## Description of the task
Rewrite the material below with "positive clicks" changed to "foreground clicks" and nothing else altered. Leave the pictures out of your answer.

☆ ☆ ☆ ☆ ☆ ☆ ☆

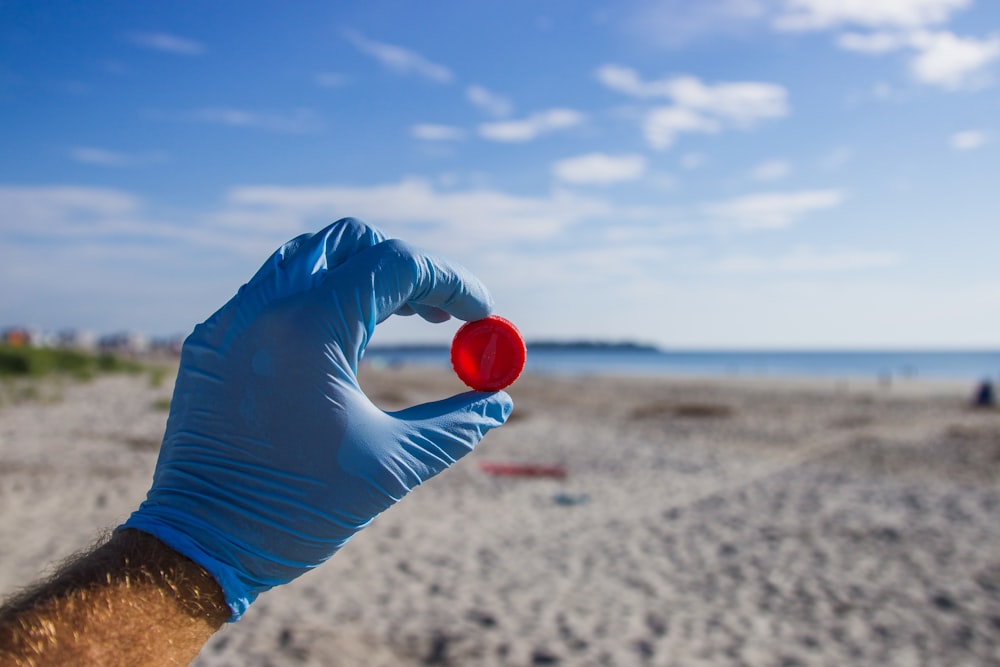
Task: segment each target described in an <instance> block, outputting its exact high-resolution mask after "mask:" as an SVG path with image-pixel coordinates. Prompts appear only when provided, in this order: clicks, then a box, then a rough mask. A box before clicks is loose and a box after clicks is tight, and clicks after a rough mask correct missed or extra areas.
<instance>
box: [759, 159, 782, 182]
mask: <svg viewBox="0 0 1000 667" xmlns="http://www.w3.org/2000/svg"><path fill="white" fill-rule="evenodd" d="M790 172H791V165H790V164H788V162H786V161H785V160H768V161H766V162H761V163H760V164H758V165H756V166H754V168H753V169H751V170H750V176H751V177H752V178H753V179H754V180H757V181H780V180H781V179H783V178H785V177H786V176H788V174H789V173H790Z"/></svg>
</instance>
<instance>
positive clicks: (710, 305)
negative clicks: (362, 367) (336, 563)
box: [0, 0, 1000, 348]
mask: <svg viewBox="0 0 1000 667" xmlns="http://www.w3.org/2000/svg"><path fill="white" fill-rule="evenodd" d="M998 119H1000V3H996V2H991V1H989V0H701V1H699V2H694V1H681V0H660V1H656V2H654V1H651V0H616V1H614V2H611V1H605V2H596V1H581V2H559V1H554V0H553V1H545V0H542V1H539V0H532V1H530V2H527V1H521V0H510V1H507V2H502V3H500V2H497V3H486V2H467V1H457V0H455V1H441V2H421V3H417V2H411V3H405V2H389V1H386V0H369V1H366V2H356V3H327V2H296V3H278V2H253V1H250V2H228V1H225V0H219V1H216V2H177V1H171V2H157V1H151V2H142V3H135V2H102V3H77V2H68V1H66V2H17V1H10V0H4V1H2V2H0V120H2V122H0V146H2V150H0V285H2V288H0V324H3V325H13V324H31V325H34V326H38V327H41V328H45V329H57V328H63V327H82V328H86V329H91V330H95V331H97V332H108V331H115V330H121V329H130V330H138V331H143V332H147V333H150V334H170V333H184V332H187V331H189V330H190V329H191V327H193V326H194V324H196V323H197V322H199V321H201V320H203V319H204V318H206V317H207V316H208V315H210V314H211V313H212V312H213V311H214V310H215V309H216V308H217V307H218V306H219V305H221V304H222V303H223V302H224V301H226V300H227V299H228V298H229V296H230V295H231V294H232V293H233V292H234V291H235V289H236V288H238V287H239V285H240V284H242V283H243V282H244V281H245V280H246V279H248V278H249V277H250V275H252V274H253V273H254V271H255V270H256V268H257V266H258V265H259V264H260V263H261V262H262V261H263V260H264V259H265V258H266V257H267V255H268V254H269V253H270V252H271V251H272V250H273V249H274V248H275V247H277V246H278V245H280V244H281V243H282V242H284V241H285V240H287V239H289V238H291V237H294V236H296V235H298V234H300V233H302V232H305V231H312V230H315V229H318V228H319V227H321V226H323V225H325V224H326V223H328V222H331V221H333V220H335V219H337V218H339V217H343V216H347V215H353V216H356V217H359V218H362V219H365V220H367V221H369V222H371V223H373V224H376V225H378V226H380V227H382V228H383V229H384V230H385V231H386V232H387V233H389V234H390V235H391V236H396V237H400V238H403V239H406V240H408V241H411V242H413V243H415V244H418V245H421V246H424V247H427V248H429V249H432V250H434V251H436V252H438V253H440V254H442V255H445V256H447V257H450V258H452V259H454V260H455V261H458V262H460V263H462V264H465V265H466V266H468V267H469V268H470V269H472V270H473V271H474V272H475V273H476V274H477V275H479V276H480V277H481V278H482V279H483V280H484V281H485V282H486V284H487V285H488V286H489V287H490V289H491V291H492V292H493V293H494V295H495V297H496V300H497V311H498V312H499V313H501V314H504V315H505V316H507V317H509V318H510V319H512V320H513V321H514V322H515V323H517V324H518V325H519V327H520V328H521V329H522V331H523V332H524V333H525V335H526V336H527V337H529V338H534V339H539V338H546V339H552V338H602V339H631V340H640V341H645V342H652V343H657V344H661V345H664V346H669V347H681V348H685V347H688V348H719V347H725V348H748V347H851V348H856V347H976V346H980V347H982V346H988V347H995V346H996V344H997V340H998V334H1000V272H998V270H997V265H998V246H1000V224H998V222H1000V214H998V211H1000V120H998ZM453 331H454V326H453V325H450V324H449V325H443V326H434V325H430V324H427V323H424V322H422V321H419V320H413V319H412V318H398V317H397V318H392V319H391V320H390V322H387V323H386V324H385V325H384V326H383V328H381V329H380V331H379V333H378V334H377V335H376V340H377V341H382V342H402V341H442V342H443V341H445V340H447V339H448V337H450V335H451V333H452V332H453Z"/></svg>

☆ ☆ ☆ ☆ ☆ ☆ ☆

## The answer
Task: segment each target described in an <instance> block, outputting its exact high-resolution mask after "mask:" as an SVG path with image-pixel coordinates. Prompts appear only when provided, in this order: clicks, then a box, then a rough mask. A box before clicks is loose and a box after clicks is tight, and clicks after a rough mask correct missed or extra areas.
<instance>
box: [759, 159, 782, 182]
mask: <svg viewBox="0 0 1000 667" xmlns="http://www.w3.org/2000/svg"><path fill="white" fill-rule="evenodd" d="M790 172H791V165H790V164H788V162H786V161H785V160H768V161H766V162H761V163H760V164H758V165H756V166H754V168H753V169H751V170H750V176H751V177H752V178H753V179H754V180H757V181H780V180H781V179H783V178H785V177H786V176H788V174H789V173H790Z"/></svg>
</instance>
<instance>
foreground clicks: (710, 305)
negative clicks: (362, 367) (336, 563)
box: [0, 0, 1000, 348]
mask: <svg viewBox="0 0 1000 667" xmlns="http://www.w3.org/2000/svg"><path fill="white" fill-rule="evenodd" d="M998 119H1000V3H996V2H991V1H989V0H701V1H699V2H694V1H681V0H660V1H656V2H654V1H651V0H616V1H614V2H611V1H605V2H596V1H581V2H559V1H554V0H553V1H545V0H542V1H539V0H532V1H530V2H527V1H521V0H510V1H507V2H502V3H500V2H497V3H486V2H467V1H457V0H455V1H441V2H421V3H417V2H411V3H405V2H389V1H386V0H369V1H366V2H356V3H327V2H296V3H278V2H253V1H250V2H228V1H225V0H219V1H216V2H177V1H171V2H157V1H151V2H142V3H135V2H102V3H77V2H68V1H66V2H17V1H10V0H4V1H2V2H0V120H2V122H0V146H2V150H0V285H2V288H0V324H3V325H13V324H31V325H34V326H38V327H41V328H45V329H57V328H63V327H82V328H86V329H91V330H95V331H97V332H108V331H115V330H121V329H130V330H138V331H143V332H147V333H150V334H170V333H184V332H187V331H189V330H190V329H191V327H193V326H194V324H196V323H197V322H199V321H201V320H203V319H204V318H206V317H207V316H208V315H210V314H211V313H212V312H213V311H214V310H215V309H216V308H217V307H218V306H219V305H221V304H222V303H223V302H224V301H226V300H227V299H228V298H229V296H230V295H231V294H232V293H233V292H234V291H235V289H236V288H238V287H239V285H240V284H242V283H243V282H244V281H245V280H246V279H248V278H249V277H250V275H252V274H253V273H254V271H255V270H256V268H257V266H258V265H259V264H260V263H261V262H262V261H263V260H264V259H265V258H266V257H267V255H268V254H269V253H270V252H271V251H272V250H273V249H274V248H275V247H277V246H278V245H280V244H281V243H282V242H284V241H285V240H287V239H289V238H291V237H294V236H296V235H298V234H300V233H302V232H305V231H312V230H315V229H318V228H319V227H321V226H323V225H325V224H326V223H328V222H331V221H333V220H335V219H337V218H339V217H343V216H347V215H353V216H356V217H359V218H362V219H365V220H367V221H369V222H371V223H373V224H376V225H378V226H380V227H382V228H383V229H384V230H385V231H386V232H387V233H389V234H390V235H391V236H396V237H400V238H403V239H406V240H408V241H411V242H413V243H415V244H418V245H421V246H424V247H427V248H429V249H432V250H434V251H436V252H438V253H440V254H442V255H445V256H447V257H450V258H452V259H454V260H455V261H458V262H460V263H462V264H465V265H466V266H468V267H469V268H470V269H472V270H473V271H474V272H475V273H476V274H477V275H479V276H480V277H481V278H482V279H483V280H484V281H485V282H486V284H487V285H488V286H489V287H490V289H491V291H492V292H493V293H494V295H495V297H496V300H497V311H498V312H499V313H501V314H504V315H505V316H507V317H509V318H510V319H512V320H513V321H514V322H515V323H517V324H518V325H519V327H520V328H521V329H522V331H523V332H524V333H525V335H526V336H527V337H529V338H534V339H539V338H546V339H552V338H602V339H631V340H640V341H645V342H652V343H657V344H661V345H664V346H669V347H681V348H685V347H688V348H719V347H725V348H748V347H851V348H856V347H976V346H980V347H982V346H988V347H995V346H996V344H997V340H998V334H1000V272H998V270H997V265H998V246H1000V224H998V222H1000V214H998V211H1000V120H998ZM453 331H454V326H453V325H450V324H449V325H443V326H434V325H430V324H427V323H424V322H422V321H419V320H413V319H412V318H398V317H397V318H392V319H391V320H390V322H387V323H386V324H385V325H384V326H383V328H381V329H380V331H379V333H378V334H377V335H376V340H377V341H382V342H402V341H442V342H443V341H445V340H447V339H448V337H450V335H451V333H452V332H453Z"/></svg>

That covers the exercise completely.